### SELECTED TEXT
#####

Hacker News new | ask | show | jobs
by ankit219 340 days ago
These are all solvable problems. The issue is given the race to get to a certain ARR quickly, many startups end up not focusing on these. There is some truth to AI agents being not as useful as their promise, but the problems mentioned are engineering problems, and once we start seeing them with a different lens, they would start working. (This is not to say I believe orchestration or multi step agents are a way to go, I personally lean heavily towards RL. Just that the criticisms here assumes the state would remain the same even without AI advancement).

Eg: you need good verifiers (to understand whether a task is done successfully or not). Many tasks have easier verifications than doing the task. YOu have five parallel generations with 80% accuracy, the probablity of getting one right (and a verifier which can pick that) goes to 99.96%. With multi step too, the math changes in a similar manner. It just needs a different approach than how we have built software till date. He even hints at a paradigm with 3-5 discrete step workflow which works superbly well. We need to build more in that way.

4 comments

> Many tasks have easier verifications than doing the task.

In the software world (like the article is talking about) this is the logic that has ruthlessly cut software QA teams over the years. I think quality has declined as a result.

#####

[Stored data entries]
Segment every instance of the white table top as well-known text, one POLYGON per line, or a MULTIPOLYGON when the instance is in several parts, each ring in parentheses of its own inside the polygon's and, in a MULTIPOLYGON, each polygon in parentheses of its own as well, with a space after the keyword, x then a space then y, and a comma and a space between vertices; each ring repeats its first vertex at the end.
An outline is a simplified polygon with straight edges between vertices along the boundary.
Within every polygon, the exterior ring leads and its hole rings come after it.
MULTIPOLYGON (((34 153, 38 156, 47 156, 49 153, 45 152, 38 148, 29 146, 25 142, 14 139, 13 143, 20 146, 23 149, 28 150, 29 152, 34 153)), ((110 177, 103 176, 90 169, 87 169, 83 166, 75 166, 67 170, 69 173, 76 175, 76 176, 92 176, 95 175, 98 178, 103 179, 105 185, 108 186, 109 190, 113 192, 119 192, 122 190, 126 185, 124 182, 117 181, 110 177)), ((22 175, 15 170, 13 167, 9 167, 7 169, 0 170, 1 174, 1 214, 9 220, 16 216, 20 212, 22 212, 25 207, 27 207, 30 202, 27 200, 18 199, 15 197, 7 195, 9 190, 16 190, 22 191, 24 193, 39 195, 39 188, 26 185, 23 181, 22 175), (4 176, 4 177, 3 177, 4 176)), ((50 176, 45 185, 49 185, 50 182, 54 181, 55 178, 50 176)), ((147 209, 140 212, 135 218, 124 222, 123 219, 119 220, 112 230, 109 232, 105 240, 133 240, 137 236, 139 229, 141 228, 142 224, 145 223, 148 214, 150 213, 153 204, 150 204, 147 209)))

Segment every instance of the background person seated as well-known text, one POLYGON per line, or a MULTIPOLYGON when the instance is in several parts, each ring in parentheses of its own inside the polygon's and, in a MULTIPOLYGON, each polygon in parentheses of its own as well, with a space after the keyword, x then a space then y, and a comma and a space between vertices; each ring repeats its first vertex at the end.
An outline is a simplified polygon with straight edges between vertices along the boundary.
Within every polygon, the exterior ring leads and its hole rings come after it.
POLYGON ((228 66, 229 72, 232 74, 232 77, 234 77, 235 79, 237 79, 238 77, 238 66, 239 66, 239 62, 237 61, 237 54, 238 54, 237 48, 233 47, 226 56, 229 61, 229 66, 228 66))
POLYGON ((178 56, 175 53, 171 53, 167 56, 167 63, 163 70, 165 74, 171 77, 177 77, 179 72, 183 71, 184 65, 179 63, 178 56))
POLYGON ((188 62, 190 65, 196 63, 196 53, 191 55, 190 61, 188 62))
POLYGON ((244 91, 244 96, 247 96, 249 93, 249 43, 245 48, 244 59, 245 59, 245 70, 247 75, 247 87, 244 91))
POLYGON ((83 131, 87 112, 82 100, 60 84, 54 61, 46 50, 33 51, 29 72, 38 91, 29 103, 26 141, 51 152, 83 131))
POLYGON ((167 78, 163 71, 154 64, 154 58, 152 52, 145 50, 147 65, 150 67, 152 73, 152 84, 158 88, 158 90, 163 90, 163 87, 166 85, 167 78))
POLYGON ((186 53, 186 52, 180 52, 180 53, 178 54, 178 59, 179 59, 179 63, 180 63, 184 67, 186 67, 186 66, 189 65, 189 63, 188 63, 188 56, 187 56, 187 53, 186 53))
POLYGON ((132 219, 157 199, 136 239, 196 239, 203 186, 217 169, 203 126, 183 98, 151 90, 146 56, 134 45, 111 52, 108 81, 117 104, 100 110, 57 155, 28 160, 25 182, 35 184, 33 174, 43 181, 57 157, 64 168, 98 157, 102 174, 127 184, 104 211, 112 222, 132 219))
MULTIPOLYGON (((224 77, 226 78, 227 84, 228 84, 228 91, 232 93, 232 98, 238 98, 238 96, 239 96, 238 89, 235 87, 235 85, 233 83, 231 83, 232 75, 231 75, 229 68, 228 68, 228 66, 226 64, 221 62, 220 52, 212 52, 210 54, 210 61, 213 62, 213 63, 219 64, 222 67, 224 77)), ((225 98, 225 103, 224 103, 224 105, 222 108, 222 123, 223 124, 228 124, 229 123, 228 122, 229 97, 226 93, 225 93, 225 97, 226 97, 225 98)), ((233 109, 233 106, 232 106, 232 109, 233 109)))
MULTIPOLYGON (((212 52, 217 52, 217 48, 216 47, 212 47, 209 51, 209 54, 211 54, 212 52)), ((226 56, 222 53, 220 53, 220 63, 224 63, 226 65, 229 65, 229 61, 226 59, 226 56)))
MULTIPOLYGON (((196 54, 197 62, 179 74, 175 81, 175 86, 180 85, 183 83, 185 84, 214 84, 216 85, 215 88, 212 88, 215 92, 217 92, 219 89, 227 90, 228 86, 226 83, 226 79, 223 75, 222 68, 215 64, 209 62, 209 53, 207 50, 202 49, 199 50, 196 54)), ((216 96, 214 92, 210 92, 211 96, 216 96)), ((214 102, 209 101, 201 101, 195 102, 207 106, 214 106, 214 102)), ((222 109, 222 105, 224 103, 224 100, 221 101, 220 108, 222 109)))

#####

Carry the Hacker News thread about AI agents forward from the point where it stops. The material has no role in this work.

Verifiers are hard because the possible states of the internal system + of the external world multiply rapidly as you start going up the component chain towards external-facing interfaces.

That coordination is the sort of thing that really looks appealing for LLMs - do all the tedious stuff to mock a dependency, or pre-fill a database, etc - but they have an unfortunate tendency to need to be 100% correct in order for the verification test that depends on them to be worth anything. So you can go further down the rabbit hole, and build verifiers for each of those pre-conditions. This might recurse a few times. Now you end up with the math working against you - if you need 20 things to all be 100%, then even high chances of each individual one starts to degrade cumulatively.

A human generally wouldn't bother with perfect verification of every case, it's too expensive. A human would make some judgement calls of which specific things to test in which ways based on their intimate knowledge of the code. White box testing is far more common than black box testing. Test a bunch of specific internals instead of 100% permutations of every external interface + every possible state of the world.

But if you let enough of the code to solve the task be LLM-generated, you stop being in a position to do white-box testing unless you take the time to internalize all the code the machine wrote for you. Now your time savings have shrunk dramatically. And in the current state of the world, I find myself having to correct it more often then not, further reducing my confidence and taking up more time. In some places you can try to work around this by adjusting your interfaces to match what the LLM predicts, but this isn't universal.

---

In the non-software world the situation is even more dire. Often verification is impossible without doing the task. Consider "generate a report on the five most promising gaming startups" - there's no canonical source to reference. Yet these are things people are starting to blindly hand off to machines. If you're an investor doing that to pick companies, you won't even find out if you're wrong until it's too late.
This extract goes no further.